● Data listing
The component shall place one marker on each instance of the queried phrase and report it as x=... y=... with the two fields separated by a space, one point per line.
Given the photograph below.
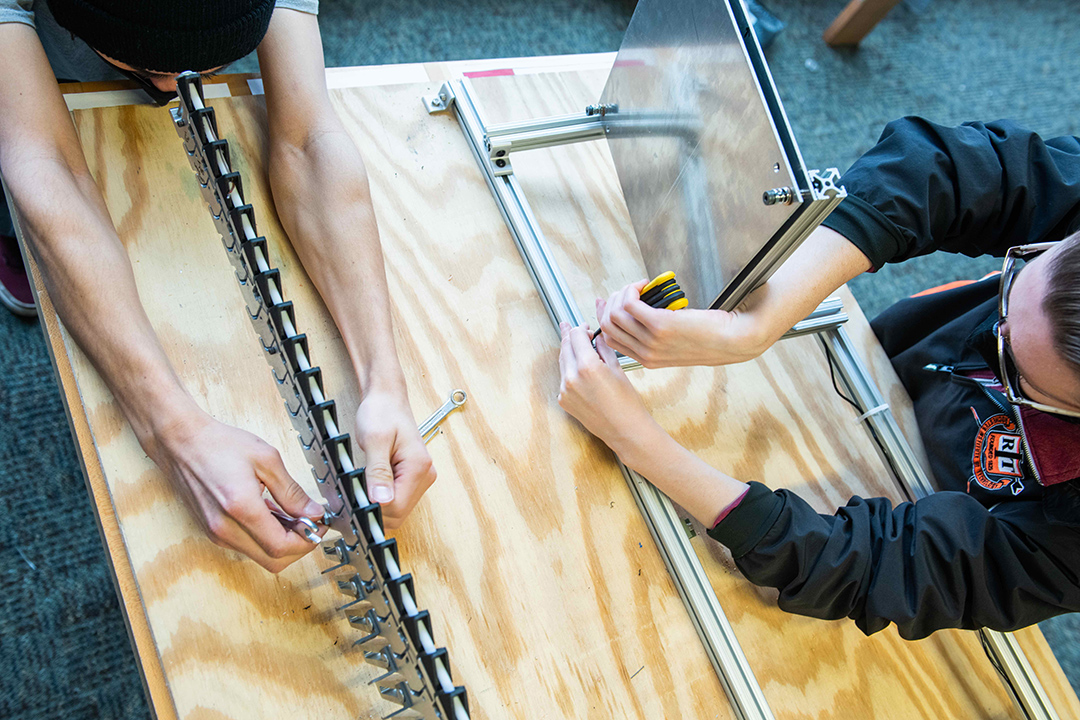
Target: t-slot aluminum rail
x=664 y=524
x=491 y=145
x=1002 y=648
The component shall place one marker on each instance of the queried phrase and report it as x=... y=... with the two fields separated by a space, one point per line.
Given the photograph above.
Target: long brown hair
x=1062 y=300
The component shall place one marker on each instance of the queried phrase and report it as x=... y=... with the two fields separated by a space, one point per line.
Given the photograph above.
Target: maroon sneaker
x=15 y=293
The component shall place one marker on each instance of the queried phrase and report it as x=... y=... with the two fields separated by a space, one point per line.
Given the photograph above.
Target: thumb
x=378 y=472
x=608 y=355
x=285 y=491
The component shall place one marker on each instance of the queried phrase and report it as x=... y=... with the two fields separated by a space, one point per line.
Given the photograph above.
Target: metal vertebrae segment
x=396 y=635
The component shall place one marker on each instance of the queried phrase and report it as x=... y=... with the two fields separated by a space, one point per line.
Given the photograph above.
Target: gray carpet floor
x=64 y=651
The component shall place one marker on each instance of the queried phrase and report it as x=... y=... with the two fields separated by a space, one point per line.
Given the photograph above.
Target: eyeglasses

...

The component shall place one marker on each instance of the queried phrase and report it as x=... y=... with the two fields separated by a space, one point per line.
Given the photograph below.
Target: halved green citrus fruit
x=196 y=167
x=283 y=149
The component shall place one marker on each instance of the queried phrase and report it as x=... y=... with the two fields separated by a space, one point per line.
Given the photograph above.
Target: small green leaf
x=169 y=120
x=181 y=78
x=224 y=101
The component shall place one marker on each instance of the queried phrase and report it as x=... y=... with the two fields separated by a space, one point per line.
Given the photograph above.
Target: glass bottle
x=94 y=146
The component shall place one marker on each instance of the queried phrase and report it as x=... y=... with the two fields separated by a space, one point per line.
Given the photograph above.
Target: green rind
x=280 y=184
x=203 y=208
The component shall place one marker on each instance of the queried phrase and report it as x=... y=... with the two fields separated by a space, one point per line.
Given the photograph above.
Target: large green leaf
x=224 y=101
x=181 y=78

* * *

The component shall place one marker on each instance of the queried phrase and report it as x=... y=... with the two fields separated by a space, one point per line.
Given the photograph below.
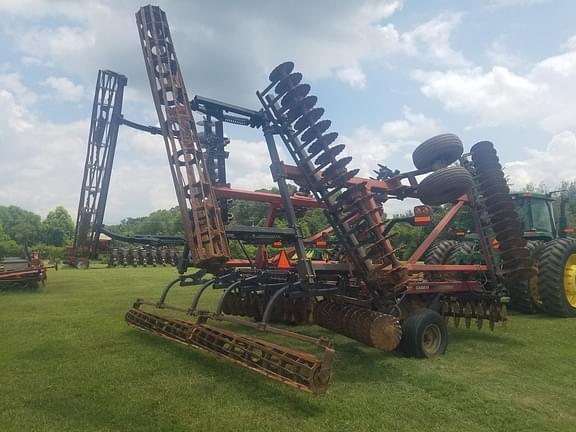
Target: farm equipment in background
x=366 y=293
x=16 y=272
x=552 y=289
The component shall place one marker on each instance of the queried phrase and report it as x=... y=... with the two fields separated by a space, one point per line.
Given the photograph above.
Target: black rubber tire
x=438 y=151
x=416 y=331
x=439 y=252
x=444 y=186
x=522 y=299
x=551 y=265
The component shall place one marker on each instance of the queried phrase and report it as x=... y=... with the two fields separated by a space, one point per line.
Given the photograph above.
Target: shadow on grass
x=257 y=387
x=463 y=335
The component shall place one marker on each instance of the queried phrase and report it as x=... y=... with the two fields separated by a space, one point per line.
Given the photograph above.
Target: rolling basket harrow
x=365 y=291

● Problem to solve
Count the lines above that contain the string "leaf", treating uppercase and lowercase letters as different. Give only the number.

● Written answer
2